__Complete the following__.
(A) Answer these questions about the East India Company book review:
(i) At which university is the reviewer based?
(ii) How many pages does the reviewed book have?
(iii) In what year did the Company finally lose its commercial trading privileges?
(B) Write the next part of the East India Company book review, following on from its last sentence.

__Excerpted text__.
○ ○ ○ ○ ○
Review by:  
Gregory Harper
University of Texas at Austin

The Business of Empire:  The East India Company and Imperial Britain, 1750-
1840
Huw V. Bowen (Cambridge:  Cambridge University Press, 2006), 304 pages

Lest potential readers be wary of yet another book on the East India Company, rest
assured that H.V. Bowen’s latest monograph does bring something new to the
field.  Its focus on the company itself sets this book apart from the literature: this
business history traces the changes to the company as it transitioned “from trader
to sovereign”.  The period under study begins with the Company’s acquisition of
Bengal in 1756, through the final loss of its commercial trading privileges in 1833.  
As the influence of free trade economics grew stronger in England, the East India
Company moved from monopolistic trade with Asia to ‘the business of empire’,
expanding its territorial holdings into what would become Britain’s Indian Empire.
○ ○ ○ ○ ○
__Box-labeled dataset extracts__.
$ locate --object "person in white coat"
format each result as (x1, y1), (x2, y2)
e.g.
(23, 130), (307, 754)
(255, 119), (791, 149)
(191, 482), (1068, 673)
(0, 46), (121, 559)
○ ○ ○ ○ ○
__Expected results__.
(A)
(i) University of Texas at Austin
(ii) 304 pages
(iii) 1833

(B)
Bowen does not describe the events on the periphery, rather he depicts how the
Company (and the metropole) perceived and reacted to those events.  The Board
of Directors may have been wary of increased military ventures and land
acquisitions, but the Company’s correspondence demonstrated its inability to reign
in officials in India with any reliability.  Still, the actions of those men on the spot
forced reactions from the Company, as did political influences from multiple
Regulating, India, and Charter Acts, and further external circumstances including
the War of American Independence.  As the Company enjoyed a prominence in the
public eye comparable to that of the Bank of England, investors sought larger
shareholdings, more people tried to gain influential positions on the Board, and
Parliament looked to increase its control and oversight of the Company’s activities
in Asia.  Bowen organizes the analysis thematically, discussing in successive
chapters the Company’s relationships with Britain and the government; the people
involved with the Company, investors then employees; and then the Company’s
methods of governance and trade.  The chapter on record-keeping is especially
illuminating as to how the Company struggled to meet the pressures of its growing
responsibilities, as well as stave off further parliamentary encroachment, and adapt
to society’s changing business climate.  A concluding chapter usefully describes
the Company’s wider influence on the British economy.

In the preface Bowen unapologetically offers this “old-fashioned study of
institutional change”.  Indeed, no apology is necessary, for this book stands as an
excellent resource on a surprisingly neglected topic.  Bowen has published
extensively on the East India Company and the relationship between business and
empire, and his comfort in this area of historiography is apparent.  This text,
however, presumes some familiarity with the histories of India and the British
Empire, although readers do not need special economic or business knowledge.  
The book does not provide a chronology or a bibliography, but footnotes offer
readers plentiful guidance for further studies.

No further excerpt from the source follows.